The exercise
Please repeat the stretch from the line containing "Task: annotate the ceiling" through the last line, requests included, leaving the pictures out. Multiply every coordinate in the answers by 2.05 and round each to a whole number, with halves rounded up.

Material for the task
------------------------

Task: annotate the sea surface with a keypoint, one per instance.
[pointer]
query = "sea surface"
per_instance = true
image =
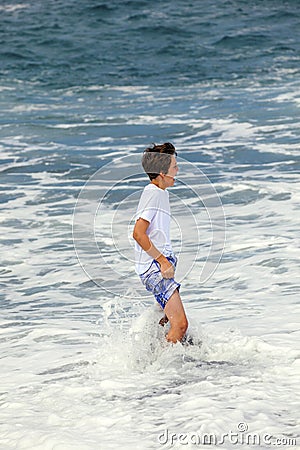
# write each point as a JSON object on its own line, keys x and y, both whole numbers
{"x": 85, "y": 86}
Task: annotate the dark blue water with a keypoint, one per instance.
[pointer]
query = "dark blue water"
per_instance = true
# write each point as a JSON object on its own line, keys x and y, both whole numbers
{"x": 66, "y": 43}
{"x": 83, "y": 84}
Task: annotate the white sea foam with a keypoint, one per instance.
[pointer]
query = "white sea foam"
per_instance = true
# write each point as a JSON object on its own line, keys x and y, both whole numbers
{"x": 84, "y": 369}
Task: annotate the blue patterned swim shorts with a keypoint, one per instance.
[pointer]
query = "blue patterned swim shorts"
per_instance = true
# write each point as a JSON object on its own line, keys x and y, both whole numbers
{"x": 161, "y": 288}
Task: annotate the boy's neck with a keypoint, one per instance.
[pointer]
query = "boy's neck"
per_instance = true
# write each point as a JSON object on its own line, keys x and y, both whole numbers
{"x": 157, "y": 184}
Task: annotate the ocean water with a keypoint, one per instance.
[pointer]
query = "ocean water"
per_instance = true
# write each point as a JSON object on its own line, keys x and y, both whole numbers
{"x": 85, "y": 87}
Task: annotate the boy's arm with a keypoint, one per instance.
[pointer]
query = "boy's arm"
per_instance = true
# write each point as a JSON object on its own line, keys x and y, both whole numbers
{"x": 141, "y": 237}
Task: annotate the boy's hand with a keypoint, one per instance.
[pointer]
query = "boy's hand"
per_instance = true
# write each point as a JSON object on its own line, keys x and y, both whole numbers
{"x": 166, "y": 268}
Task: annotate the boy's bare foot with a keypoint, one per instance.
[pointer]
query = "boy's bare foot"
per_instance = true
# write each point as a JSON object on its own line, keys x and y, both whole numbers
{"x": 163, "y": 321}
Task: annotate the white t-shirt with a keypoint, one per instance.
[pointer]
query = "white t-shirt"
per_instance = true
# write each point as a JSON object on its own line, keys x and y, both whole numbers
{"x": 154, "y": 206}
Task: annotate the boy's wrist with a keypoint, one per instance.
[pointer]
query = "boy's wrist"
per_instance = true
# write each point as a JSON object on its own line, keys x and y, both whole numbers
{"x": 160, "y": 258}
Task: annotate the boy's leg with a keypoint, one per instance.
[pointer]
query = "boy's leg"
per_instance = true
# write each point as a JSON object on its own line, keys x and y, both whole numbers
{"x": 175, "y": 313}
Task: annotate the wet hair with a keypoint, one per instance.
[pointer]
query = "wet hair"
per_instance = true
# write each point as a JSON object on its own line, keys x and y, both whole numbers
{"x": 157, "y": 159}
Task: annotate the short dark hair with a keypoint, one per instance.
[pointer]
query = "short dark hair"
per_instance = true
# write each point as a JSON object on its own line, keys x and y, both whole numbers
{"x": 157, "y": 159}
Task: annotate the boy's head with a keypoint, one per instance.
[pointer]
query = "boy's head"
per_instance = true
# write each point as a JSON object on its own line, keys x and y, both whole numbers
{"x": 157, "y": 159}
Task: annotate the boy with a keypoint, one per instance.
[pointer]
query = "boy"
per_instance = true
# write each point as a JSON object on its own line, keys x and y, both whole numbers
{"x": 155, "y": 259}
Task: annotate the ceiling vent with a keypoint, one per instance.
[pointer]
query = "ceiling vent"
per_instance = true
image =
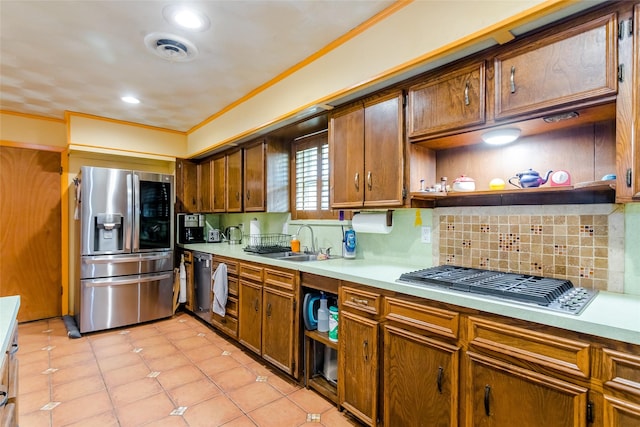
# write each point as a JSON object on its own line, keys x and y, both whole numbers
{"x": 171, "y": 47}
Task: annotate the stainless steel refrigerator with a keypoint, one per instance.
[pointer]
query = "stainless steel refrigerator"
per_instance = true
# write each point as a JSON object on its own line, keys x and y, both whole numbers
{"x": 125, "y": 252}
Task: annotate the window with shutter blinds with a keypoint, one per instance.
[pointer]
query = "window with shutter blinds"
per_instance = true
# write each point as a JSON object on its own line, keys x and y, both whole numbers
{"x": 311, "y": 178}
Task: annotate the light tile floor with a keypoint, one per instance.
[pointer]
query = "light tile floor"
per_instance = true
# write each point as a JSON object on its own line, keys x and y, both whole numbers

------------------------

Result for this exercise
Task: annotate the ceiling vent with a keypoint, one per instance.
[pointer]
query = "ceiling vent"
per_instance = true
image =
# write each point as a JSON object on its own line, keys x and y, both whole numbers
{"x": 351, "y": 96}
Task: annotate the stainless steel refrigerator with a keypoint, one per instance.
[pointer]
query = "stainless steel refrigerator"
per_instance = true
# write each point as a JSON object on its own line, keys x and y, both whole numbers
{"x": 256, "y": 517}
Task: annotate the window with shutter blinds with a keypoint, one per instance.
[pointer]
query = "window with shutter blinds"
per_instance = true
# write each point as a JSON object on its own line, keys x and y, both whole numbers
{"x": 638, "y": 365}
Task: annotate the light tile floor with a keypoint, one per instance.
[pointer]
query = "light tile floor"
per_instance = true
# write each point as a JSON object on its own line, keys x and y, both whole numbers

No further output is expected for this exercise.